• [Source document]
____

Wednesday, September 16, 2009

History Between Social Science's Methodologies of Analyzing Structures of Consensus and Humanities' Methods of Studying the Substance of Inquiry

 
The Wanderer Above the Sea of Clouds 1818

Historians and Social Scientists are by nature always at odds with each other in the way they choose to delve into the questions that lie before them. For in the case of social scientists engaging their methods of analysis, there is a tendency for them to become reductionist thinkers whose methodologies oversimplify the past to the point where it is a removal of the human element that is what make history as a method of inquiry so captivating in the first place.

In their path toward reducing human aspects of the past into a series of interdependent variables, social scientists have been diverted away from being able to use the approaches so well established by the natural sciences which they profess to have modeled their investigative means. The escape hatch that allows all too many social scientist to clamber through on their way toward assembling an 'unbiased' explanation of the past is constructed from a great, singular 'generalization' that all at once answers away all of the the minutia of a past long gone by and fills in the many cracks and fractures that it leaves in its wake with the belief that their methodology was creating a knowable future from a dimly lit past.

The result of the quantifiable approach driven by the social scientists is a constant shifting between the uncovering of painstaking dedication to exacting detail where ever possible only to be supplanted by over zealously made connections made to pull together those portions of the past that did not leave behind ample evidence for 'thick descriptions' and instead were held together by a thin and under nourishing gruel that left behind plenty of questionable 'answers.'

The way out from under this mounting threat against the establishment of a scientifically designed mode of generalization was introduced into the methodological toolbox of the quantifiers with the mathematical conclusion that dynamic systems, as represented by the past, did not in point of fact demonstrate any discernible relationship between dependent and independent variables, but instead, uncovered the great equalizer of 'chaos.' which portrayed the complexity of existence as something underwritten by a repeating and ever lasting simplicity upon complexity upon simplicity upon complexity ad infinitum that went on beyond the finite borders of any 'generalization' of the past had been created to prove.

The social scientists were confronted by the real existence of both predictability and unpredictability existing side by side. The result is that linearity emerges from the existence of an infinite cohort of interdependent variables effectively making none of which the cause of the occurrence being observed.

____

• [What you will do]
Retype the passage from the essay on history and the social sciences, starting at "Historians and Social" and ending at "the first place.".

____

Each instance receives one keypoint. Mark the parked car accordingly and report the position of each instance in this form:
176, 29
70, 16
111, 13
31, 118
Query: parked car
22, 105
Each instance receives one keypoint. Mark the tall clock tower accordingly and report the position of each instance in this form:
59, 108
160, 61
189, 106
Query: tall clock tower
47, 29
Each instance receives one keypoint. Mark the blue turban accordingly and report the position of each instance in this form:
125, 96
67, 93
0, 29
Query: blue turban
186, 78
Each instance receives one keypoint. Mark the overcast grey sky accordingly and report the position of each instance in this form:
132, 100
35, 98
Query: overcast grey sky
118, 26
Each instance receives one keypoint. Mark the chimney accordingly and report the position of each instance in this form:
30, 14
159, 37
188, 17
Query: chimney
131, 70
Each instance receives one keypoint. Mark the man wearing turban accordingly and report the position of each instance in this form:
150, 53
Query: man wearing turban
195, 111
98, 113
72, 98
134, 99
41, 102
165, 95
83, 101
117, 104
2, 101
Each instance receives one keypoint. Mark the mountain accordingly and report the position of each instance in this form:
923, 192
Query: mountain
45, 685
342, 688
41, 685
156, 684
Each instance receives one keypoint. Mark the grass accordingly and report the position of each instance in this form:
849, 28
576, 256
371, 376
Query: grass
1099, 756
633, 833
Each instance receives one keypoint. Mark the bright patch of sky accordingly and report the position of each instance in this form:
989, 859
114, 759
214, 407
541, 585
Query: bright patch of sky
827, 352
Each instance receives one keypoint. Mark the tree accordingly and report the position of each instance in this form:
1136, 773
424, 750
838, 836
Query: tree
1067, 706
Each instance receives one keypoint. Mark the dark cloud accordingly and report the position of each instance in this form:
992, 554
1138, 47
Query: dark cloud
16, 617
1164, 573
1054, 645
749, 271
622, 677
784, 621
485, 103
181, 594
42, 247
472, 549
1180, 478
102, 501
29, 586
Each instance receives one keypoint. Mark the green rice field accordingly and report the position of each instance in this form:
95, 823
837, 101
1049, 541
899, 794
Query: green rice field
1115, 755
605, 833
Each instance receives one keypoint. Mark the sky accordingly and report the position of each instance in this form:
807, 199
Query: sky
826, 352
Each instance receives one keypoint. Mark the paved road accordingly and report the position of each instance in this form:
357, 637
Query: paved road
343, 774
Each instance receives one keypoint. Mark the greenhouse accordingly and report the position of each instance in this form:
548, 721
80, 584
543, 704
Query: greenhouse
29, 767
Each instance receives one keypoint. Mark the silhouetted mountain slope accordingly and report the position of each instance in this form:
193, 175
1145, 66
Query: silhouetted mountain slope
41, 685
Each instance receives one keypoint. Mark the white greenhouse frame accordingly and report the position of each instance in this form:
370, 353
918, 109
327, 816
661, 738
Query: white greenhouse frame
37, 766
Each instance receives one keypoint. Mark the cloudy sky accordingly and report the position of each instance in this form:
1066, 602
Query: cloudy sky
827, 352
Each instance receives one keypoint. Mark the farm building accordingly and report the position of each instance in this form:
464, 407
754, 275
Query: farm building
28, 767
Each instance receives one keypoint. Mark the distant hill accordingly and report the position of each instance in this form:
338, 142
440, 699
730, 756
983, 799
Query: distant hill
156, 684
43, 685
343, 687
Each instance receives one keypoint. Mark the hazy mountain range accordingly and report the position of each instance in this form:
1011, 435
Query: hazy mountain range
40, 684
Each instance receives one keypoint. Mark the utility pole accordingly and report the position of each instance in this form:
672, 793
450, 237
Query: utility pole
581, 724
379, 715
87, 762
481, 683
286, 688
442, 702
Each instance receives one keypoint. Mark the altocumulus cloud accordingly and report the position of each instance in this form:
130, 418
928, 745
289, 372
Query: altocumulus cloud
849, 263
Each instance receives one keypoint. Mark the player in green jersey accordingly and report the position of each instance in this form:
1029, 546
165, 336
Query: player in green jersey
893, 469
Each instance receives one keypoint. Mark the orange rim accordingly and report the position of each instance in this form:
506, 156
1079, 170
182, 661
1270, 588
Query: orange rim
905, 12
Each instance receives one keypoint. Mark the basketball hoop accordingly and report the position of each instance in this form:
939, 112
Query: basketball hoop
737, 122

____

• [In response]
Historians and Social Scientists are by nature always at odds with each other in the way they choose to delve into the questions that lie before them. For in the case of social scientists engaging their methods of analysis, there is a tendency for them to become reductionist thinkers whose methodologies oversimplify the past to the point where it is a removal of the human element that is what make history as a method of inquiry so captivating in the first place.